**EXERCISE PROMPT**.
Identify every line in the rows below that contains the word "woman" and copy each of those lines.

**EXERCISE DATA**.
-- BEGIN --

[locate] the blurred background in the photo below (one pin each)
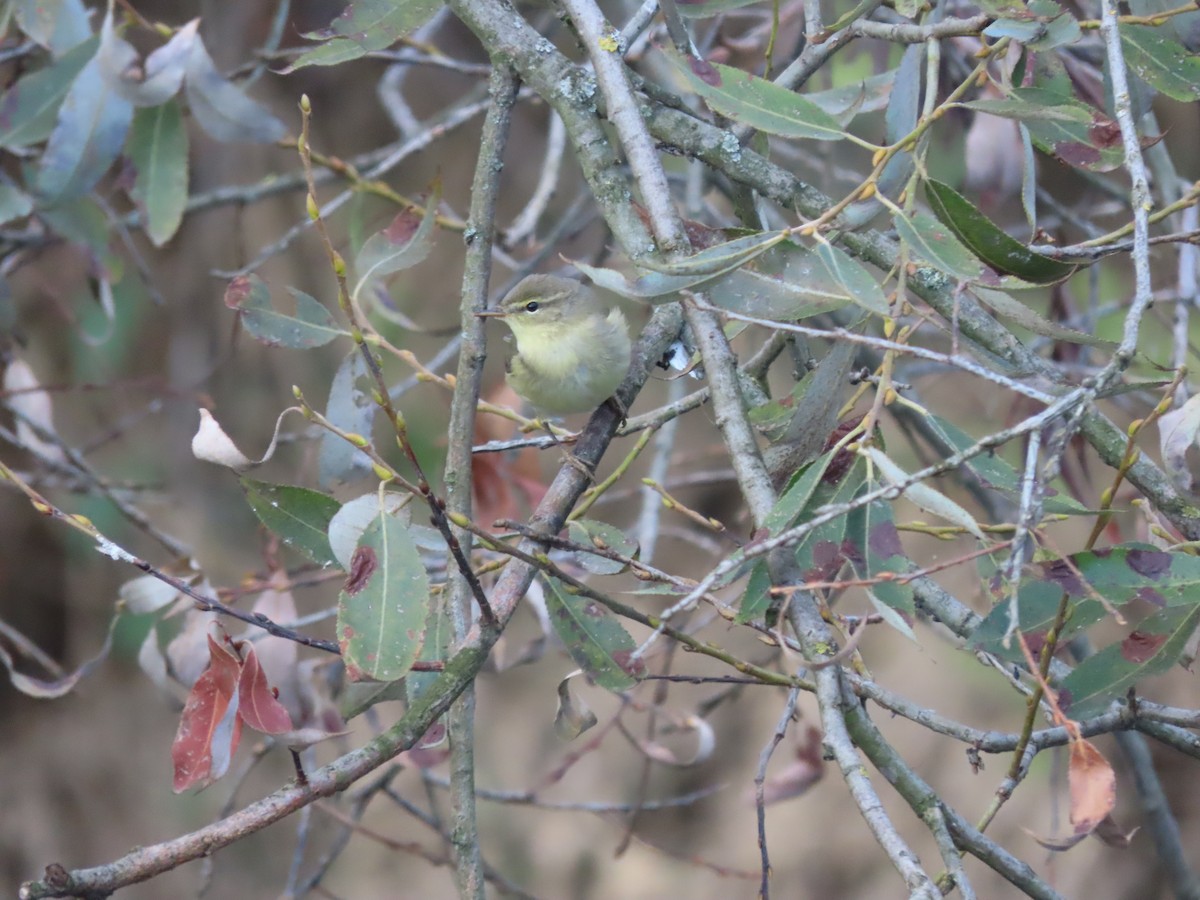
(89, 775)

-- END --
-- BEGIN --

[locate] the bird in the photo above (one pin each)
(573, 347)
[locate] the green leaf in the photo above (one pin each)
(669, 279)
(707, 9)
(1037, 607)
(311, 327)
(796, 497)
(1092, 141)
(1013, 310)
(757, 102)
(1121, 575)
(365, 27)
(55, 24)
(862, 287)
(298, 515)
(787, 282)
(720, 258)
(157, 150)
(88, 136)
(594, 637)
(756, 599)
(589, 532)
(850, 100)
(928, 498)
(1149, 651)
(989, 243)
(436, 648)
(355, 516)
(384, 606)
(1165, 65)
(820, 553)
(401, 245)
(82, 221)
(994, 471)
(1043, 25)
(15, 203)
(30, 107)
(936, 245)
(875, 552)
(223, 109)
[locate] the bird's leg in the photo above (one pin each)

-- END --
-- BEGIN --

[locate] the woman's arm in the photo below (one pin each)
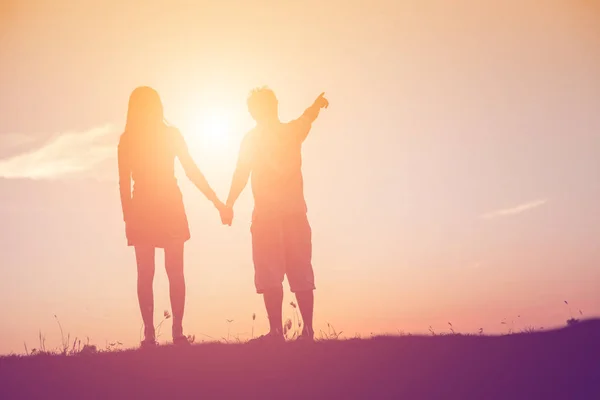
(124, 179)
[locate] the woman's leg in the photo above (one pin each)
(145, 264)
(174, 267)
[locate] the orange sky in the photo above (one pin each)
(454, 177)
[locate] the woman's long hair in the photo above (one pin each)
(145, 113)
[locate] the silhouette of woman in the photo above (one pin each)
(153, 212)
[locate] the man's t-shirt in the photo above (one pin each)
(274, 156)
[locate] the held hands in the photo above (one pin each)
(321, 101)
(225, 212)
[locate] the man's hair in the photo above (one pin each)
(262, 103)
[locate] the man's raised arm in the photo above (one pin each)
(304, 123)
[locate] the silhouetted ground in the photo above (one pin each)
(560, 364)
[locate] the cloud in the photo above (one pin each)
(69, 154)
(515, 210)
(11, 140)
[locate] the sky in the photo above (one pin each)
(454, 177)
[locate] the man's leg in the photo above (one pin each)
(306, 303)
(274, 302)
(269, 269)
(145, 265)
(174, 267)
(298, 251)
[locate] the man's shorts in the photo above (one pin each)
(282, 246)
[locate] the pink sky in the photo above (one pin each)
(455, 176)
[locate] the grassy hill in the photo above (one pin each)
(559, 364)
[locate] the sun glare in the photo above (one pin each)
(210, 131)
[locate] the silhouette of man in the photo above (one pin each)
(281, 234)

-- END --

**FULL SOLUTION**.
[locate] the woman's arm in the photo below (one pin each)
[locate] the woman's leg in the photo above (one pin each)
[locate] the woman's long hair in the photo above (one pin each)
[locate] the silhouette of woman in the photo above (one pin each)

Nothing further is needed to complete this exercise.